__AIM OF THE EXERCISE__: Output the data below in full, byte for byte. Nothing may differ.

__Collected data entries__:
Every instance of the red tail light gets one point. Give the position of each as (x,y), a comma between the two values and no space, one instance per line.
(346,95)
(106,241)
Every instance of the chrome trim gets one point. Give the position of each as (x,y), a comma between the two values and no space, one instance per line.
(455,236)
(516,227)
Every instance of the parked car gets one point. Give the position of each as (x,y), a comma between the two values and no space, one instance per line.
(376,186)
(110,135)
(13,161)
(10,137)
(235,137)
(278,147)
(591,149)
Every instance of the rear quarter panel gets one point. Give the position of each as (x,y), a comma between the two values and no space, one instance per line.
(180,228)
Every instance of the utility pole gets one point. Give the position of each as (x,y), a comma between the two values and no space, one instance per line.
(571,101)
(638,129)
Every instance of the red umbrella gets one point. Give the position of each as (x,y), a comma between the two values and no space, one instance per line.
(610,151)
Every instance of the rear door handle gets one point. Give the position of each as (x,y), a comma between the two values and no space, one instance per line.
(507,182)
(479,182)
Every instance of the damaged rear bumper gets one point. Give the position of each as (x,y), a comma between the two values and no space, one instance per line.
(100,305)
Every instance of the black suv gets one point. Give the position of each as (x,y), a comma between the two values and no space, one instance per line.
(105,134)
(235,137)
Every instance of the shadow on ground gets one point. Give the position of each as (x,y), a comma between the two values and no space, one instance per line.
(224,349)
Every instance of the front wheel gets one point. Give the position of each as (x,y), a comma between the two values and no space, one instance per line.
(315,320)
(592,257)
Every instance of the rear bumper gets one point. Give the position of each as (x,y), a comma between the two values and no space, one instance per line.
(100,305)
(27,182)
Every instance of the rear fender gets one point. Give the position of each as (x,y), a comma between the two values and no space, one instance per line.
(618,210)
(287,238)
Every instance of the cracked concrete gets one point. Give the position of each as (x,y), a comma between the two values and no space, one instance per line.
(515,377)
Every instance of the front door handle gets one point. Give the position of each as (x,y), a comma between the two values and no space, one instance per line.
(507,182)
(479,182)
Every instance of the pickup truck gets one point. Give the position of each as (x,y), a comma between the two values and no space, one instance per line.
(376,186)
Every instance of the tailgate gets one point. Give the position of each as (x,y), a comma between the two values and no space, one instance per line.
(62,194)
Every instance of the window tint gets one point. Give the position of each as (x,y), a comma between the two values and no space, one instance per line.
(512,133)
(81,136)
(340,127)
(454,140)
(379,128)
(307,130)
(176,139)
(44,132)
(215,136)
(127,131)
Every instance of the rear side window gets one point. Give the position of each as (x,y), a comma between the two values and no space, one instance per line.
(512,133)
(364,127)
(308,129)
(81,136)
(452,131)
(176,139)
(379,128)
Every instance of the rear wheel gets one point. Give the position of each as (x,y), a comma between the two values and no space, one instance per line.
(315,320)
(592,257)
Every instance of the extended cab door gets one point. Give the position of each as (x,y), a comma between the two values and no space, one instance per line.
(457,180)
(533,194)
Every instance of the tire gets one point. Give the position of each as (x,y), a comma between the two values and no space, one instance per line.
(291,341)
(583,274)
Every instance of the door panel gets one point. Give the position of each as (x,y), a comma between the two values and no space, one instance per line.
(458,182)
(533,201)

__RESPONSE FOR THIS EXERCISE__:
Every instance of the red tail light gets one point. Give the position of each as (x,y), a comma between the two values and no space, one instance per line.
(346,95)
(106,241)
Every instance of the chrome trim gets one point. Give the position of each as (x,y), a comma between the two values and no space, one instance per line.
(455,236)
(516,227)
Every instance of the parked car gets one point. Give the position of each as (x,y), a comma between the two values and no space, one instance per line.
(376,186)
(110,135)
(13,161)
(10,137)
(235,137)
(278,147)
(591,149)
Every instance of the rear quarter panel gets one point. Give the position of each as (x,y), a comma between the two values and no space, one instance per line.
(180,228)
Every instance of the utility pole gets one point. Give the position of each as (x,y), a comma between the two values and no space, one instance per line.
(571,101)
(638,129)
Every instance of the red umbrella gets one point. Give the position of each as (x,y), a comma between the two values and no space, one instance per line.
(610,151)
Every instance of the rear door handle gets one point. Give the position of each as (x,y), a comma between the two values and no space, one instance per line.
(507,182)
(479,182)
Every instance of the damaged rear bumper gets one point. Give the position of each as (x,y), a comma between the two values and no space, one instance per line.
(100,305)
Every instance of the black suv gets one point. Give the position of each as (x,y), a comma between the two values and no space, one instance per line.
(105,134)
(235,137)
Every instance of the shadow on ground gets one point. Give the position of each as (x,y), a comma between the two values and no space, one instance per line.
(224,349)
Every instance of the front wheel gets one point. Give the position of each as (x,y), a comma between the two values and no space, one instance per line.
(315,320)
(592,257)
Every instance of the rear bumper gets one point. Give the position of each as (x,y), a comma between the two values and no space, one instance per line.
(100,305)
(27,182)
Every instance of the rear fender gets one point. Give the position of each as (x,y), a comma between the two values and no space, one instance per line.
(618,210)
(287,238)
Every instance of the cracked concrete gets one point. Give the position of each as (x,y), a comma between the two values and no space, one instance per line.
(515,377)
Every instance of the front door handle gets one point. Give the position of each as (x,y), a comma between the two values and no space, one instance per line.
(507,182)
(479,182)
Every instance of the pickup truck gets one point. Give the position of each as (x,y), a comma between the two values and no space, one instance per line.
(376,186)
Every instance of the tailgate gets one point. Give the position of each as (x,y), a comma between the two values and no space, one instance per line.
(62,194)
Every instance of the window tint gets one point. Give the position of each as (x,y), a comma between the two values and no space, one instance per line.
(512,133)
(81,136)
(340,127)
(454,140)
(379,128)
(307,130)
(176,139)
(44,132)
(215,136)
(127,131)
Every instance of the rear side window gets one point. Give the position of each as (x,y), a comma between the two values and no space, one instance per line.
(512,133)
(364,127)
(308,129)
(81,136)
(452,131)
(176,139)
(379,128)
Every instance of the rear wheel gets one point. Give the position of each as (x,y), a comma between the two values and no space, one instance per line.
(315,320)
(592,257)
Every instance of the extended cab door gets one point. Give the position of each as (x,y), a comma between the two values and no space, one instance per line.
(457,180)
(533,194)
Every instance of the tire gets one point. Give the position of each as (x,y), a comma between the two values and no space, one instance per line.
(291,341)
(583,274)
Every instance of the door panel gets one point. Give the position of each as (x,y), a comma between the two values and no space, one instance per line.
(458,182)
(533,201)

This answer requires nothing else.